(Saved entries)
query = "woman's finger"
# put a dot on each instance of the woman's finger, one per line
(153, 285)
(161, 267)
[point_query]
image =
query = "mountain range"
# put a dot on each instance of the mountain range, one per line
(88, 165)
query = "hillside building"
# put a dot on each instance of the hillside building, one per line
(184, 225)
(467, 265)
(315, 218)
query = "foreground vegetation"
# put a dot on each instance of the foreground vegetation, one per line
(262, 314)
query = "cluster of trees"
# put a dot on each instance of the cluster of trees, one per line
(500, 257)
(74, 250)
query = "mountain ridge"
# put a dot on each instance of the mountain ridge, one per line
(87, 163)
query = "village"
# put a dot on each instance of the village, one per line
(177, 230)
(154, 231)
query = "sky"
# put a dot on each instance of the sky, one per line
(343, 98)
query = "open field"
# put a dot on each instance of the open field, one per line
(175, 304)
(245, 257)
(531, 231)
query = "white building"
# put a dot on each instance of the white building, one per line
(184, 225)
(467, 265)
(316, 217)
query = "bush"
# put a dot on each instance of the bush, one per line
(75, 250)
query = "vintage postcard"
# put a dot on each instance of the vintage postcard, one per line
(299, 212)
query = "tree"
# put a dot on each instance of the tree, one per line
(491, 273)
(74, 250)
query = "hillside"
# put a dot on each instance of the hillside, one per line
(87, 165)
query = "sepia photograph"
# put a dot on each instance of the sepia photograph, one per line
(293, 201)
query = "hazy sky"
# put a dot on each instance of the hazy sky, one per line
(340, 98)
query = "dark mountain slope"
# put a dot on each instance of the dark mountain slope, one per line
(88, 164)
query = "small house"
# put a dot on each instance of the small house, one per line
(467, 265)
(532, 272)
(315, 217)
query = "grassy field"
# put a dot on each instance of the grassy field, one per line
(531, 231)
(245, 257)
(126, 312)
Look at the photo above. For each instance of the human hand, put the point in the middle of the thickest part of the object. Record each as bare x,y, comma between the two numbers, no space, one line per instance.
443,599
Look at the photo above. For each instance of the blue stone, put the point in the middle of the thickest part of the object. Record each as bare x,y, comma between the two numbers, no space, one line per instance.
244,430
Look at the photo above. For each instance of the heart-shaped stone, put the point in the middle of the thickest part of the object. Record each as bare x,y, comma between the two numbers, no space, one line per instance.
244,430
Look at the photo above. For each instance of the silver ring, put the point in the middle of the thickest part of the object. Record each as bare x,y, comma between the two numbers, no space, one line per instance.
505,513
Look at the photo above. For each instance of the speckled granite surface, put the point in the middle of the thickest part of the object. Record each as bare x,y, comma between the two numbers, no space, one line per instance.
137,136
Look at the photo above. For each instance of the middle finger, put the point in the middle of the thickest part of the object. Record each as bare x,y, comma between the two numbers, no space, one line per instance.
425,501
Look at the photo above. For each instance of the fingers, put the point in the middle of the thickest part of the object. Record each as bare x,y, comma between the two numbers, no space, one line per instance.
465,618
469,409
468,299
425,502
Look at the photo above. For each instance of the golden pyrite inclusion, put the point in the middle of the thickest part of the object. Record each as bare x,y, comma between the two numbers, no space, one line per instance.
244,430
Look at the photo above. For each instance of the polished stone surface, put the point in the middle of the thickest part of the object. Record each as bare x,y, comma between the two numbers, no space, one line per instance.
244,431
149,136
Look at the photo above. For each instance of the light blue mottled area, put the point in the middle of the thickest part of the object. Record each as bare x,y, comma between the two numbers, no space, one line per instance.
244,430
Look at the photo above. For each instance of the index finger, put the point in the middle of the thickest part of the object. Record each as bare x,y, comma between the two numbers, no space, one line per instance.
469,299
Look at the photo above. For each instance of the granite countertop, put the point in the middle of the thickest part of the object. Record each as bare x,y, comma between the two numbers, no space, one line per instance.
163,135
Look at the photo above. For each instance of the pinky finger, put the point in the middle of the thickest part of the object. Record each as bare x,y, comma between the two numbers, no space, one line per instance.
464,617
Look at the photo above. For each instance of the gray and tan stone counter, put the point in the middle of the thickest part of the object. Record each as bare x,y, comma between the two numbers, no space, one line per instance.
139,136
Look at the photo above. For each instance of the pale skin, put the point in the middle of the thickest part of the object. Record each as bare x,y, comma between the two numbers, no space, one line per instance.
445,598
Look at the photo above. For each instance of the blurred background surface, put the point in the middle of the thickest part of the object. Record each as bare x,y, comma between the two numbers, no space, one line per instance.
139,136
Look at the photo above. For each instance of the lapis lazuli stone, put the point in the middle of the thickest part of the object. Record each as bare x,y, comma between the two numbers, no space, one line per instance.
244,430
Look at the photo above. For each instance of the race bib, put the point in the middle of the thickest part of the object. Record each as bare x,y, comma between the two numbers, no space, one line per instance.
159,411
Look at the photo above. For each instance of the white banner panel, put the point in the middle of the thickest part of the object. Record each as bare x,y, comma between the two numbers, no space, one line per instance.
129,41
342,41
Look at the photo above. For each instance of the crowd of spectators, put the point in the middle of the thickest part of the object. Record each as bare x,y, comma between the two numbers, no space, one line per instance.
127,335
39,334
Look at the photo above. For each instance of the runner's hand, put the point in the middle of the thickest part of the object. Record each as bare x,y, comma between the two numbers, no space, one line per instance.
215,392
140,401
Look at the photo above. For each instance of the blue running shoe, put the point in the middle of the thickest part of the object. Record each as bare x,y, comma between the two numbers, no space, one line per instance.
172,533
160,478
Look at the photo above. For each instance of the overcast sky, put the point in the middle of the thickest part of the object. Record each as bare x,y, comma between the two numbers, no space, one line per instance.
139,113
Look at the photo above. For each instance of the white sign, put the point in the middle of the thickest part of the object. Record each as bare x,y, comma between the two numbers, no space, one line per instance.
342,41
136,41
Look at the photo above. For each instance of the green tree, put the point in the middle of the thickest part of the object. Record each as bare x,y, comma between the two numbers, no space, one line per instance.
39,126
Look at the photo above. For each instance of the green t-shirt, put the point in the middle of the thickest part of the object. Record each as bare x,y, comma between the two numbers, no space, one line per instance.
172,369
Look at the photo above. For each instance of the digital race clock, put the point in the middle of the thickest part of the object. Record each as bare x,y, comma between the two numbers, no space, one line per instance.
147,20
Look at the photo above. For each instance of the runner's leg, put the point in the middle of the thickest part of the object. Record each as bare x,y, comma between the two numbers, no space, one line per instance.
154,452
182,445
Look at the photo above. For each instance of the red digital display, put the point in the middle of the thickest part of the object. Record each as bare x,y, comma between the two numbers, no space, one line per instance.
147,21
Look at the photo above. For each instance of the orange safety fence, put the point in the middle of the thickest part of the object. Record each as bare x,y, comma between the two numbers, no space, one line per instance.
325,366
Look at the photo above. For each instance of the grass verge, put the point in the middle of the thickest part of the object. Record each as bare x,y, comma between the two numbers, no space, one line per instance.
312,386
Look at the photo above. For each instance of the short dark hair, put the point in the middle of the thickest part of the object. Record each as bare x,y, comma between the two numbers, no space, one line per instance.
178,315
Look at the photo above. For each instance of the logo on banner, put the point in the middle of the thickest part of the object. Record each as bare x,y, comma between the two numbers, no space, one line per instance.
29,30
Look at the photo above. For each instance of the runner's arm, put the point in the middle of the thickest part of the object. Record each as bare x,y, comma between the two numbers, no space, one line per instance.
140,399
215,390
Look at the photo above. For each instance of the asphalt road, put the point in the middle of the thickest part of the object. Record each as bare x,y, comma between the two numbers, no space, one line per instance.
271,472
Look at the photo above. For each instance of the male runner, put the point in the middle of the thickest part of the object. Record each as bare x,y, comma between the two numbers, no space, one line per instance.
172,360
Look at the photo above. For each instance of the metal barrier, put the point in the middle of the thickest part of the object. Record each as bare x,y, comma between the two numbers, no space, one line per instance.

-- Task objective --
Give back all of the data exactly, with every line intact.

-- Finished task --
query = "woman's finger"
# put a dot on each instance of the woman's finger, one per line
(153, 285)
(161, 267)
[point_query]
image =
query = "mountain range"
# put a dot on each instance of the mountain range, one per line
(88, 165)
query = "hillside building"
# put a dot on each instance of the hillside building, one per line
(184, 225)
(467, 265)
(315, 218)
query = "foreground vegetation"
# put a dot on each instance of the foreground vegetation, one per line
(262, 314)
query = "cluster of trees"
# put a dot on each instance of the cluster of trees, one per line
(500, 257)
(74, 250)
query = "mountain ridge"
# put a dot on each instance of the mountain ridge, one per line
(87, 163)
query = "village"
# put a dot on each instance of the village, one per line
(177, 230)
(154, 231)
query = "sky"
# put a dot on each instance of the sky, one per line
(343, 98)
query = "open field"
# put a dot on each instance of the open field, one per line
(175, 304)
(245, 257)
(531, 231)
query = "white building"
# put a dot on each instance of the white building, one per line
(184, 225)
(467, 265)
(316, 217)
query = "bush"
# put a dot on each instance of the bush, one per line
(75, 250)
query = "vintage postcard"
# put a dot on each instance of the vintage postcard, one per line
(299, 212)
query = "tree"
# put a dot on each instance of the tree, one per line
(491, 273)
(74, 250)
query = "hillside"
# put a dot on each instance of the hillside, one per line
(87, 165)
query = "sepia photograph"
# put a dot on each instance of the sepia photograph, one per line
(293, 201)
query = "hazy sky"
# put a dot on each instance of the hazy sky, one per line
(340, 98)
query = "dark mountain slope"
# put a dot on each instance of the dark mountain slope, one per line
(88, 164)
query = "small house"
# put a dot on each instance of the small house, one per line
(467, 265)
(532, 272)
(315, 217)
query = "grassy field"
# put a dot on each instance of the grassy field, one per line
(531, 231)
(245, 257)
(126, 312)
Look at the photo above. For each instance of the human hand, put the point in the middle of the thickest part of the object. Record each as bare x,y, comma between the two numbers, no space, one line per instance.
443,599
Look at the photo above. For each instance of the blue stone, put the point in the middle of the thickest part of the object. Record each as bare x,y, comma between the two numbers, no space, one line per instance.
244,430
Look at the photo above. For each instance of the heart-shaped stone, put the point in the middle of the thickest part of the object. Record each as bare x,y, comma between the two numbers, no space, one line per instance.
244,430
Look at the photo above. For each instance of the silver ring, put the point in the middle of the thickest part of the object. Record each as bare x,y, comma between the two numbers, no space, one line per instance.
505,513
Look at the photo above. For each instance of the speckled granite surface, put the point in the middle of the thickest part of the object. Record each as bare x,y, comma between the two numbers, no space, one line per instance.
137,136
Look at the photo above. For each instance of the middle finger, put the point in the middle of the thickest part of the object. Record each as bare x,y, comma between the two numbers, no space, one line per instance.
425,501
Look at the photo above. For each instance of the fingers, put the point in the middle of the thickest part of the object. Record each as bare x,y, comma between the two numbers, no space, one line per instance.
465,618
469,409
468,299
425,502
Look at the photo above. For each instance of the golden pyrite inclusion, put the point in the middle of the thickest part of the object. Record each as bare x,y, comma between the two numbers, no space, one line per instance.
244,430
Look at the photo above. For each instance of the polished stone surface, put the point in the middle of the thickest part of the object. Record each as bare x,y, comma between the two numbers, no space, one line per instance.
244,431
149,136
Look at the photo above. For each instance of the light blue mottled area, put the point in the middle of the thickest part of the object. Record each as bare x,y, comma between the two numbers, no space, one line per instance.
244,430
Look at the photo above. For each instance of the index finger, put the point in the middle of the thickest part of the object. Record each as bare x,y, comma between the two numbers, no space, one line per instance.
469,299
Look at the photo above. For each instance of the granite countertop, put the point in the middle of the thickest part of the object. Record each as bare x,y, comma between the two numbers, no space, one line per instance.
163,135
Look at the photo above. For each instance of the pinky finger, put the point in the middle of the thickest part of the object. Record each as bare x,y, comma between the two numbers, no space, one line per instance.
464,617
Look at the photo above. For each instance of the gray and tan stone counter, put the point in the middle of the thickest part of the object. Record each as bare x,y, comma between the two numbers, no space, one line per instance.
139,136
Look at the photo above. For each instance of the pale skin, put the point in the middle of the thickest part of the object. Record each as bare x,y, comma between the two numbers, no space, one line per instance.
445,598
Look at the photo above. For each instance of the blurred background surface, put the point in the middle of the thickest part of the object. Record each as bare x,y, comma between the two numbers, no space, one line per instance.
139,136
Look at the photo above. For each instance of the lapis lazuli stone, put the point in the middle of the thickest part of the object. Record each as bare x,y, comma between the two numbers, no space, one line per instance.
244,430
Look at the photo above. For each instance of the race bib, put the point in the middle of the thickest part of the object. Record each as bare x,y, comma between the two numbers, no space, one line per instance.
159,411
Look at the photo above. For each instance of the white banner panel, put the point in the middle of the thickest part of the object. Record each as bare x,y, comma between the two numbers, no space, one line per instance.
129,41
342,41
Look at the photo above. For each instance of the crowd of spectators, put the point in the middle of the thickest part of the object. Record each as bare x,y, comma between the two numbers, no space, one line per instance.
127,335
39,334
Look at the photo above. For each instance of the runner's hand, put the point in the middle of the thickest part of the object. Record each as bare x,y, comma between the two numbers, no space, one line per instance.
215,392
140,401
Look at the photo above. For each instance of the blue running shoe, put the point in the middle of the thickest part of the object. Record each as bare x,y, comma between the two numbers, no space, one line per instance.
172,533
160,478
Look at the photo above. For each instance of the overcast sky, put the point in the middle of the thickest part of the object. Record each as bare x,y, comma between the two numbers, no space, one line per instance.
139,113
Look at the photo above. For each instance of the white sign, put the point in the middle of the thickest part of the object. Record each as bare x,y, comma between the two numbers, no space, one line per instance.
342,41
136,41
Look at the photo above. For each instance of the green tree, put the point in the middle of the thickest part of the object. Record each as bare x,y, comma between the two numbers, no space, one line per instance.
39,126
Look at the photo above. For each instance of the green t-shirt, put the point in the middle of the thickest part of the object. Record each as bare x,y, comma between the two numbers, no space, one line per instance.
172,369
Look at the photo above. For each instance of the digital race clock, put the point in the middle of the thickest part of the object. Record each as bare x,y, comma between the two numbers, no space, one line per instance.
147,20
Look at the photo above. For each instance of the runner's leg, put the point in the middle of the thickest part of the object. Record each as bare x,y, comma between the two numbers, no space, one line per instance.
154,452
182,445
Look at the photo above. For each instance of the red digital display, put the point in the middle of the thickest part of the object. Record each as bare x,y, comma between the two numbers, no space, one line per instance.
147,21
Look at the photo above. For each instance of the orange safety fence, put the point in the middle of the thickest part of the object. Record each as bare x,y, comma between the two numbers, no space, one line per instance.
325,366
Look at the photo above. For each instance of the grass verge, put the point in the middle of the thickest part of the object. Record each as bare x,y, comma between the two numbers, no space, one line per instance.
312,386
Look at the photo above. For each instance of the short dark hair, put the point in the middle of the thickest part of the object. Record each as bare x,y, comma between the two numbers, no space, one line per instance.
178,315
Look at the photo above. For each instance of the logo on banner, put the point in the middle of the thickest part of the object. Record each as bare x,y, comma between the two numbers, no space, one line per instance.
29,30
Look at the photo above. For each instance of the runner's arm, put the point in the middle of the thickest part of the object. Record each as bare x,y, comma between the two numbers, no space, one line per instance.
140,399
215,390
Look at the photo above. For each instance of the asphalt road, put the point in the middle of the thickest part of the object. Record each as bare x,y, comma between the two numbers, no space, one line per instance.
271,472
Look at the photo above. For each instance of the male runner, put the point in the middle of the thickest part of the object. Record each as bare x,y, comma between the two numbers, no space, one line per instance.
172,360
Look at the photo above. For each instance of the metal barrier, put the point in the middle of the thickest part of the object. Record each as bare x,y, comma between the two numbers, no space, one line per instance.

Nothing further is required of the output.